— About this task —
The answer must restate every record word for word.

— Data section —
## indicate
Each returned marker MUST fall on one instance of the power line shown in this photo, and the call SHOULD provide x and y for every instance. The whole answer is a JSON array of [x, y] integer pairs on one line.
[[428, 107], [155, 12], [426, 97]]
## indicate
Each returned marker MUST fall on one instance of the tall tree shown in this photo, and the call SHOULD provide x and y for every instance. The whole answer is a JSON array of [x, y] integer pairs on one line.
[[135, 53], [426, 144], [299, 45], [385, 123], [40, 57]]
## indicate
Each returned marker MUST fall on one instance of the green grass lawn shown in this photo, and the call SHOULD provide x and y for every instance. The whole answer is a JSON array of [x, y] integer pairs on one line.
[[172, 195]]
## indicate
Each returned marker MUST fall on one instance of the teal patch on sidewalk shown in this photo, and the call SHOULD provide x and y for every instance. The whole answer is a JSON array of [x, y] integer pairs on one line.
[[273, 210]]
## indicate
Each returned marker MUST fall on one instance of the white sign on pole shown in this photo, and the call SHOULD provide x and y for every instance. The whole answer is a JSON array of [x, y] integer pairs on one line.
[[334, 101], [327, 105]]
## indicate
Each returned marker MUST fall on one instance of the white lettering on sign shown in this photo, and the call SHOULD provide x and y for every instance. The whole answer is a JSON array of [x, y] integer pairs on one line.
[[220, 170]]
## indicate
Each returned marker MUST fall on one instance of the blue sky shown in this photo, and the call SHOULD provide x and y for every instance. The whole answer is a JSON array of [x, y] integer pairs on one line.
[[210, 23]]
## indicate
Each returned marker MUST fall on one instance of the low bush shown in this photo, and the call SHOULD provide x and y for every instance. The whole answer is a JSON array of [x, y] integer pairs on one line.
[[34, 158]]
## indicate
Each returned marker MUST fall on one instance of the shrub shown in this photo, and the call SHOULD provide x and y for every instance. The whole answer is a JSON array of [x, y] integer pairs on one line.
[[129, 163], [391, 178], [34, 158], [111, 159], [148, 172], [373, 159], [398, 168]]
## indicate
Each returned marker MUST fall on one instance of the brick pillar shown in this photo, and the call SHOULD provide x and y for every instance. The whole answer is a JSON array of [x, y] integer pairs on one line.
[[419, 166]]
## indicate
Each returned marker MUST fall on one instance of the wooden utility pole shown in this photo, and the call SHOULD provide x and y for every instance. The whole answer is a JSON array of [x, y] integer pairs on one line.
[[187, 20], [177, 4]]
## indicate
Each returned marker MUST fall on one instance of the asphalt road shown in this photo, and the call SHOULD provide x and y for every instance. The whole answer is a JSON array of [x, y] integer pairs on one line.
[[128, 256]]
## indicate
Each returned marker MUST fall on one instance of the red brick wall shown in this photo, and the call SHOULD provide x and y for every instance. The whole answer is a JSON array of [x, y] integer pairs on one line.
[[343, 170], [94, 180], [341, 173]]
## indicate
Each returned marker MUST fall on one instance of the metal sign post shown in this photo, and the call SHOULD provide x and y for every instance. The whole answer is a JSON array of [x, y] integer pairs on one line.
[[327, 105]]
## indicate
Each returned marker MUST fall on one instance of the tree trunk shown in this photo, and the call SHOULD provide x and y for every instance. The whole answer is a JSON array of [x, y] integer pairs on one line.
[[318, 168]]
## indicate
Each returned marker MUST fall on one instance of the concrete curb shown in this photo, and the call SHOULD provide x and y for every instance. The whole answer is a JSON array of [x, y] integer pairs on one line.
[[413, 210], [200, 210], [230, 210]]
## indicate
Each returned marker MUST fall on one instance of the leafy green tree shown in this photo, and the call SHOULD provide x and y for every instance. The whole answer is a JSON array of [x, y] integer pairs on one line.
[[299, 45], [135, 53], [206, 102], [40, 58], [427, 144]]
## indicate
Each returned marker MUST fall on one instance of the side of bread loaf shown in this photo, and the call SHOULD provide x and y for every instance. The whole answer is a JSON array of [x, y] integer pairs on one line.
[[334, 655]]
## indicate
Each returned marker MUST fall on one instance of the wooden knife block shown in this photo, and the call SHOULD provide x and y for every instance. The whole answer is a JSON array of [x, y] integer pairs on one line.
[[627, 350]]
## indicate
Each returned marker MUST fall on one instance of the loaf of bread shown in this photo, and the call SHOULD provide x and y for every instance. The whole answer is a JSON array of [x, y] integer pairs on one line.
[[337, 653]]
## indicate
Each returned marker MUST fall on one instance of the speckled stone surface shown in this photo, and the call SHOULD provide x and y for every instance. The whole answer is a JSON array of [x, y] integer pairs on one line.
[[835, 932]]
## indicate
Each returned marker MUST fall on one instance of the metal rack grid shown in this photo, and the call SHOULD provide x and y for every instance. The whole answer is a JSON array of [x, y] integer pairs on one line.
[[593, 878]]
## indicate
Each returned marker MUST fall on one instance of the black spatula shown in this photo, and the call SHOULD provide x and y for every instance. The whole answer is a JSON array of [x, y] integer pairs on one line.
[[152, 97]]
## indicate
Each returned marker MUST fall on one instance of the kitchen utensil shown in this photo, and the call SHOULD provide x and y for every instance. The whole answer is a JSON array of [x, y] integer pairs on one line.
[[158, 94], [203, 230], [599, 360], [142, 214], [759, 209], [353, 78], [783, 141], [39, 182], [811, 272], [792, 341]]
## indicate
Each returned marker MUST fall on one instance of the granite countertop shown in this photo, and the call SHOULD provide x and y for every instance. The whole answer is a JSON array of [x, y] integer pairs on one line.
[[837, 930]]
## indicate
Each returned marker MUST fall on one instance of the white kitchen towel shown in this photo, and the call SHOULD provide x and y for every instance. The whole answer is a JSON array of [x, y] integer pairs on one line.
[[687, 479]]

— Answer for this exercise —
## indicate
Each returned marker MUST fall on one instance of the power line shown in this photo, and the call SHOULD provide x and y for every instance. The whole answer is a JSON array of [x, y] integer pairs on one line.
[[428, 107], [155, 12], [426, 97]]
## indicate
Each returned marker MUST fall on one instance of the tall tree shown in this photo, and the call SHOULD provide x and y for every instance. The whole answer is a JSON array of [x, y] integer pairs on one line.
[[135, 53], [426, 144], [299, 45], [385, 123], [40, 57]]
## indicate
Each returned marker MUST fall on one instance of the green grass lawn shown in this photo, and the call SHOULD provide x and y for every instance. The whole answer is a JSON array of [x, y] integer pairs on one line.
[[172, 195]]
## indicate
Each returned marker MUST fall on one instance of the teal patch on sidewalk shown in this photo, and the call SHOULD provide x and y for every instance. The whole answer is a JSON array of [x, y] integer pairs on one line.
[[273, 210]]
## indicate
Each returned marker MUST fall on one instance of the white sign on pole shown in this photo, and the call SHOULD provide x and y for every instance. The whole answer is a JSON array of [x, y] integer pairs on one line.
[[334, 101], [327, 105]]
## indicate
Each returned marker MUST fall on one instance of the white lettering on sign shown in this photo, and the call SHOULD provide x and y for every instance. The whole answer is a JSON array of [x, y] integer pairs on one line.
[[220, 170]]
## indicate
Each returned marker MUST fall on one instance of the blue sky shown in this photo, and the call SHOULD provide x and y for every instance. The whole answer is a JSON array of [x, y] integer pairs on one line.
[[210, 23]]
## indicate
Each returned marker MUST fall on one instance of the low bush shown in this photo, and the call SHOULD provide x and y for every instance. The whole answer is a JSON array of [x, y] integer pairs on one line.
[[34, 158]]
## indicate
Each returned marker MUST fall on one instance of the shrub shown in this photo, and the call SHOULD provide x and y for every instance. The whole answer is a JSON array of [x, y] integer pairs on one line.
[[129, 163], [391, 178], [34, 158], [111, 159], [148, 172], [373, 159], [398, 168]]
## indicate
Each returned marker MUST fall on one instance of the brick pillar shown in this photo, and the call SHOULD provide x and y for every instance. The whole answer is a JSON array of [x, y] integer pairs on one line.
[[419, 166]]
## indicate
Each returned marker MUST fall on one instance of the wooden utility pole shown in this photo, and the call SHOULD provide x and y for every instance. The whole answer is a JSON array of [x, y] integer pairs on one line.
[[187, 20], [177, 4]]
## indicate
Each returned marker MUST fall on one instance of the asphalt road shown in this photo, and the call SHOULD provide x and y for every instance. The whole answer is a JSON array of [x, y] integer pairs on one line.
[[128, 256]]
## indicate
Each returned marker MUST fall on one instance of the red brick wall shown in this photo, and the call SHOULD provide x and y for every instance. The whole answer is a JSON array of [x, y] integer pairs on one line.
[[343, 170], [94, 180], [341, 173]]
## indicate
Each returned marker MUST fall on one instance of the metal sign post shown in this photo, and the call SHOULD provide x and y for every instance. The whole answer is a JSON array of [x, y] integer pairs on one line.
[[327, 105]]
## indicate
Each returned marker MUST fall on one instance of the tree trunk shown in this photo, and the call SHOULD provide x and y for every instance. The whole answer is a JSON array of [x, y] integer pairs on one line.
[[318, 168]]
## indicate
Each returned marker MUST fall on one instance of the concrete curb shown in this photo, and the call SHOULD provide x and y for every instance. The whole answer is a JSON array of [x, y] integer pairs on one line.
[[413, 210], [200, 210], [230, 210]]
## indicate
Each returned marker MUST fall on one instance of the leafy green tree shown in this photo, and the call SHOULD provide x and y for every instance. The whole answer is a JSON array of [x, y] integer pairs on one line.
[[299, 45], [135, 53], [206, 102], [40, 58], [427, 144]]
## indicate
Each returned marker MUST fall on one instance of the side of bread loaf shown in this photo, and the call SHOULD provide x and y for every instance. The whole answer is a JSON array of [x, y] integer pairs on one line.
[[334, 655]]
## indicate
Each returned marker MUST fall on one instance of the wooden knife block shown in this photo, and the call SHOULD provide x and y for every instance. The whole answer is a JSON array of [x, y] integer pairs on one line.
[[627, 350]]
## indicate
Each returned marker MUST fall on one instance of the loaf of bread shown in this photo, and the call SHOULD provide x and y for every instance. The whole answer is a JSON array of [x, y] integer pairs on one line.
[[337, 653]]
## indicate
Each returned marker MUST fall on one instance of the speckled stone surface shown in this photo, and the call SHOULD provide x and y for every instance. The whole answer is a JSON array of [x, y] integer pairs on one line.
[[835, 932]]
## indicate
Each returned marker MUST fall on one instance of the metal rack grid shown in this photo, and the call SHOULD provide x and y for every instance. The whole answer is a JSON array of [x, y] integer pairs on one line.
[[593, 878]]
## indicate
Each returned marker MUST fall on one instance of the black spatula shown in this photo, and the call SHOULD provide x and y for every instance. The whole answer is a JSON array of [x, y] integer pairs on one line.
[[152, 97]]
## indicate
Each returned marker MUST fall on one instance of the kitchen utensil shown in this photo, and the call SHOULD provide x and y for every instance. The whole answer is a JSON array of [x, y] integer pairs on one line.
[[158, 94], [203, 230], [599, 360], [142, 214], [759, 209], [353, 78], [783, 141], [39, 182], [811, 272], [792, 341]]
## indicate
Each returned marker MUST fall on one instance of the granite countertop shown in this photo, and the call SHOULD provide x and y for every instance. The whole answer is a JSON array of [x, y] integer pairs on one line.
[[837, 930]]
## indicate
Each returned marker MUST fall on one instance of the white kitchen towel shown in this photo, and the call SHOULD provide x and y for every instance. The whole answer is a JSON array of [x, y] integer pairs on one line.
[[687, 479]]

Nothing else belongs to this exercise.